*** DATA FOR THIS EXERCISE ***

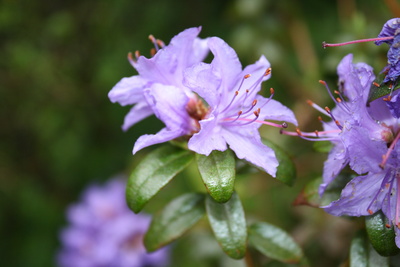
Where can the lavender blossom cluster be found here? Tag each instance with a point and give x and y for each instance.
(216, 105)
(103, 231)
(210, 105)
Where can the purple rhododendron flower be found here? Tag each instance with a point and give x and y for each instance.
(164, 68)
(373, 151)
(236, 111)
(102, 231)
(367, 141)
(354, 82)
(391, 29)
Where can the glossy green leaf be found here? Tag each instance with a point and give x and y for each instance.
(323, 146)
(153, 173)
(229, 225)
(362, 254)
(218, 173)
(286, 172)
(174, 220)
(381, 234)
(382, 89)
(274, 243)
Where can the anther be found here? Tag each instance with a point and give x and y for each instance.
(137, 54)
(152, 39)
(328, 110)
(160, 43)
(387, 98)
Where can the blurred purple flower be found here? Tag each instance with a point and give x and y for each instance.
(165, 68)
(102, 231)
(236, 111)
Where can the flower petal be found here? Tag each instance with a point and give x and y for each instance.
(251, 148)
(225, 63)
(365, 153)
(167, 65)
(357, 196)
(128, 90)
(336, 161)
(201, 79)
(169, 105)
(208, 138)
(139, 112)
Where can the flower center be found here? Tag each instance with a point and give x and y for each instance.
(158, 44)
(240, 111)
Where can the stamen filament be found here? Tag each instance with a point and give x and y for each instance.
(398, 199)
(325, 45)
(315, 106)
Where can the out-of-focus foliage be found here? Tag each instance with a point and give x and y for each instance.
(59, 131)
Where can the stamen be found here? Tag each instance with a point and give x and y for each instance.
(390, 149)
(376, 84)
(315, 106)
(160, 43)
(398, 199)
(272, 91)
(333, 118)
(325, 45)
(154, 41)
(130, 59)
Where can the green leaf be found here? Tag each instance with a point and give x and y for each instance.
(381, 234)
(218, 173)
(323, 146)
(286, 172)
(229, 225)
(174, 220)
(309, 195)
(382, 89)
(274, 243)
(362, 254)
(153, 173)
(334, 189)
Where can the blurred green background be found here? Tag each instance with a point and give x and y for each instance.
(59, 132)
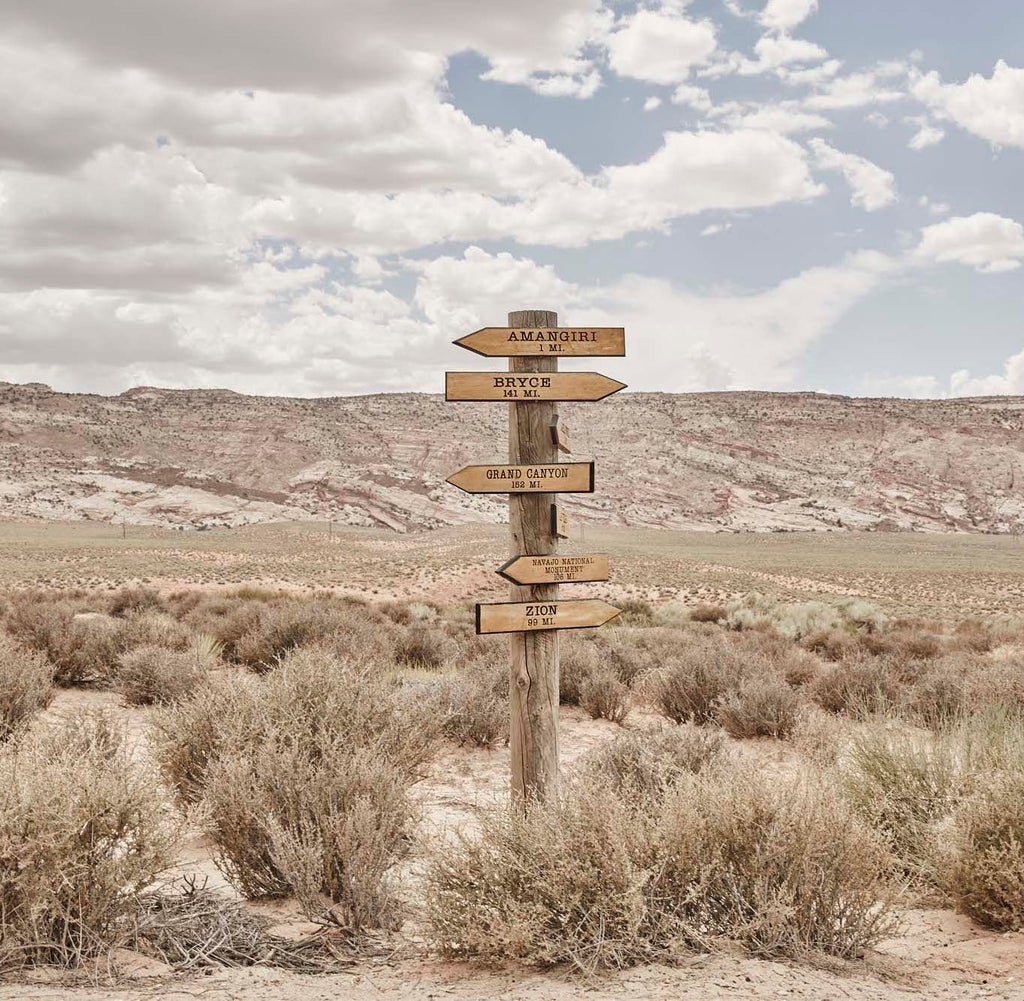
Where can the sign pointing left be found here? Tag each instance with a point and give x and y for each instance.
(464, 387)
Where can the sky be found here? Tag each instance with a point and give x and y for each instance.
(315, 198)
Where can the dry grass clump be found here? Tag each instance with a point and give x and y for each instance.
(688, 687)
(280, 628)
(565, 883)
(758, 707)
(26, 686)
(81, 647)
(603, 696)
(305, 778)
(904, 785)
(643, 767)
(781, 867)
(84, 831)
(422, 646)
(708, 613)
(579, 659)
(856, 687)
(987, 875)
(598, 879)
(133, 600)
(474, 704)
(150, 675)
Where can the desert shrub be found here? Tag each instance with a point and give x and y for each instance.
(304, 778)
(422, 646)
(987, 874)
(84, 831)
(81, 647)
(153, 628)
(26, 686)
(225, 619)
(598, 879)
(328, 824)
(603, 696)
(758, 707)
(148, 675)
(474, 704)
(802, 619)
(280, 628)
(643, 767)
(782, 867)
(579, 659)
(130, 600)
(564, 883)
(222, 714)
(635, 611)
(687, 688)
(856, 687)
(939, 694)
(708, 613)
(904, 786)
(832, 644)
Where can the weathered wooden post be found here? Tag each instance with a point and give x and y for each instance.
(534, 681)
(532, 343)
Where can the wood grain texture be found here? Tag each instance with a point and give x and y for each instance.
(534, 709)
(504, 342)
(497, 387)
(526, 478)
(555, 569)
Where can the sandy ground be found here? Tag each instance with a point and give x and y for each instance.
(938, 954)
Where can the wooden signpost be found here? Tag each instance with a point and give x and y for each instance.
(497, 387)
(505, 342)
(520, 616)
(554, 569)
(532, 342)
(546, 478)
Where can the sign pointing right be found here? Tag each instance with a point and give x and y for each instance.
(526, 616)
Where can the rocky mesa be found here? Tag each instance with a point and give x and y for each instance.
(725, 462)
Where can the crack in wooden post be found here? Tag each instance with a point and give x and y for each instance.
(534, 688)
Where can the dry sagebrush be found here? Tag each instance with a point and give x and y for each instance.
(26, 686)
(84, 831)
(305, 778)
(598, 879)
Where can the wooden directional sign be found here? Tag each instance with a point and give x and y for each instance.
(554, 569)
(560, 524)
(526, 616)
(465, 387)
(560, 436)
(548, 478)
(506, 342)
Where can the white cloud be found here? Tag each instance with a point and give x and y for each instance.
(695, 97)
(990, 107)
(927, 135)
(784, 118)
(783, 15)
(988, 243)
(870, 186)
(659, 46)
(1009, 383)
(779, 50)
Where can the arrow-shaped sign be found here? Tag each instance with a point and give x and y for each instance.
(550, 478)
(524, 570)
(526, 616)
(464, 387)
(506, 342)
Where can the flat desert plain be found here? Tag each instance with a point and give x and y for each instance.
(905, 573)
(937, 953)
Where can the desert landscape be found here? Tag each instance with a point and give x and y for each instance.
(864, 684)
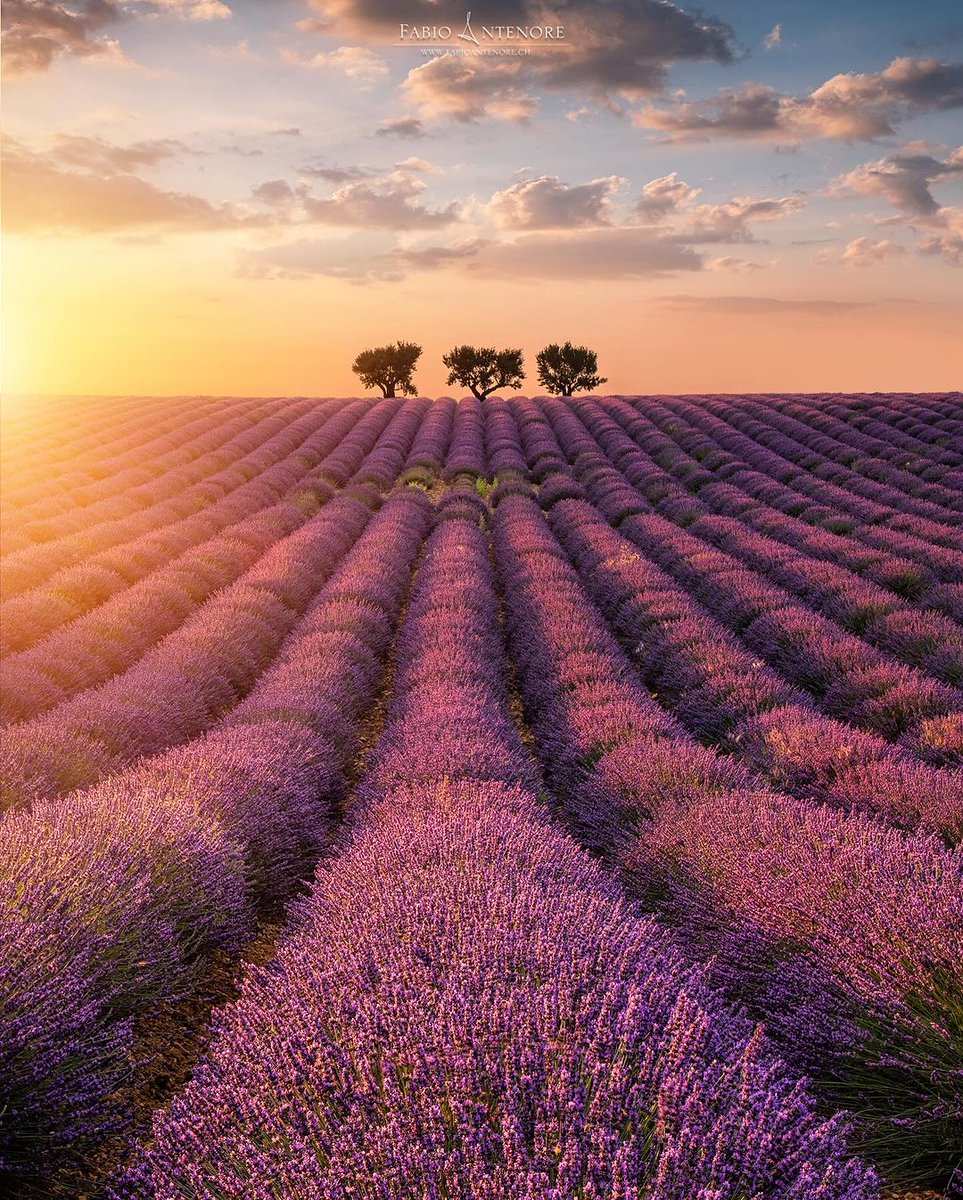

***

§ **PROBLEM DETAILS**
Please print the entries above exactly. Skip every picture.

§ **SOLUTION**
Where can the lavender blossom cluster be found here? Tag each instance with a point and give x and y for each instance.
(216, 105)
(103, 231)
(210, 105)
Where can the purple rhododendron flower be found here? Tag each instance with a point and give x and y for each instance.
(164, 68)
(373, 151)
(236, 111)
(102, 231)
(367, 141)
(354, 82)
(391, 29)
Where can the glossy green leaf be found here? Tag each instance with a point and give x and y for each instance.
(323, 146)
(153, 173)
(229, 225)
(362, 254)
(218, 173)
(286, 172)
(174, 220)
(381, 234)
(382, 89)
(274, 243)
Where can the anther be found here? Tag each instance with a point and give x and y for each instance.
(137, 54)
(152, 39)
(328, 110)
(160, 43)
(387, 98)
Where can the blurred purple flower be found here? Tag each instance with a point and give x and y for each instance.
(165, 68)
(102, 231)
(236, 111)
Where can the flower petal be found here? Tag each instance with a point and give x and y for each instance.
(251, 148)
(225, 63)
(365, 153)
(167, 65)
(357, 196)
(128, 90)
(336, 161)
(201, 79)
(169, 105)
(208, 138)
(139, 112)
Where can the flower center be found here? Tag each instance with a point and give x and y for each instance.
(158, 44)
(240, 111)
Where can the stamen filament be found here? Tag each instance with a point and give x and y for each instance.
(398, 199)
(325, 45)
(315, 106)
Where can the out-of-focus foliage be found here? Tag each instance with a point and give x and y for each instance.
(59, 131)
Where can the stamen be found here? Tag each instance with a point and give x and y for each instance.
(390, 149)
(376, 84)
(315, 106)
(160, 43)
(398, 199)
(272, 91)
(333, 118)
(325, 45)
(154, 41)
(130, 59)
Where can the green leaf be found here? Tag each instance with a point and give x and y for each instance.
(381, 234)
(218, 173)
(323, 146)
(286, 172)
(229, 225)
(174, 220)
(309, 195)
(382, 89)
(274, 243)
(362, 254)
(153, 173)
(334, 189)
Where can the blurred green background be found here? Tag each instance with a point and give x and y for each instance.
(59, 132)
Where can the sign pointing left be found here? Tag each instance with a point and give x and y for each instance.
(464, 387)
Where can the sky be found here? Tag each instance with a point and give x and y for each instance.
(315, 198)
Where can the dry grass clump be found here? Tag each instance with a point and give x and y for each instance.
(688, 687)
(280, 628)
(565, 883)
(758, 707)
(26, 686)
(81, 647)
(603, 696)
(305, 778)
(904, 785)
(643, 767)
(781, 867)
(84, 831)
(422, 646)
(708, 613)
(579, 659)
(856, 687)
(987, 875)
(598, 879)
(133, 600)
(474, 704)
(150, 675)
Where can the desert shrub be found here? Tag each instance with a point and give x and y for each instance.
(304, 778)
(422, 646)
(987, 874)
(84, 831)
(81, 647)
(153, 628)
(26, 686)
(225, 619)
(598, 879)
(328, 824)
(603, 696)
(758, 707)
(148, 675)
(474, 704)
(802, 619)
(280, 628)
(643, 767)
(782, 867)
(579, 659)
(130, 600)
(564, 883)
(222, 714)
(635, 611)
(687, 688)
(856, 687)
(939, 694)
(708, 613)
(904, 786)
(832, 644)
Where can the weathered wooden post be found here? Tag each instance with a point and give x and y for each instance.
(534, 681)
(532, 343)
Where can the wood grain texture be found here? Tag each instance with a point and give x and y for each instance.
(534, 709)
(504, 342)
(497, 387)
(526, 478)
(555, 569)
Where can the sandy ground be found here? Tag each instance with a point and give x and y for each instance.
(938, 954)
Where can the wooden signpost be found here? Tag each instance with a point and give x and y for each instance.
(497, 387)
(505, 342)
(520, 616)
(554, 569)
(532, 342)
(546, 478)
Where can the sign pointing right be found here? Tag each instance with a point and give x and y for each instance.
(526, 616)
Where can the rocky mesa be found here? Tag each instance with a point and give x and y for each instance.
(725, 462)
Where can the crack in wooden post be found here? Tag each instance with a point and give x and y for each instance.
(534, 688)
Where can the dry sagebrush be found here? Tag each instance with a point and give x and y for each instance.
(26, 686)
(84, 831)
(305, 778)
(598, 879)
Where can the wooden directional sign be found here? Tag each instance with a point and give x and y for each instance.
(554, 569)
(560, 524)
(526, 616)
(465, 387)
(560, 436)
(548, 478)
(506, 342)
Where can the white cloud be found here? Tag each instance with a point and give x and y for each instance.
(695, 97)
(990, 107)
(927, 135)
(784, 118)
(783, 15)
(988, 243)
(870, 186)
(659, 46)
(1009, 383)
(779, 50)
Where can the arrow-shaped sign be found here? Tag each instance with a point and give x and y for each instance.
(550, 478)
(524, 570)
(526, 616)
(464, 387)
(506, 342)
Where can the flat desert plain be found here? Tag each instance with a point and give x and y for each instance.
(905, 573)
(937, 953)
Where can the desert landscape be found here? Tag each instance with a point and give x and y for each instance.
(864, 684)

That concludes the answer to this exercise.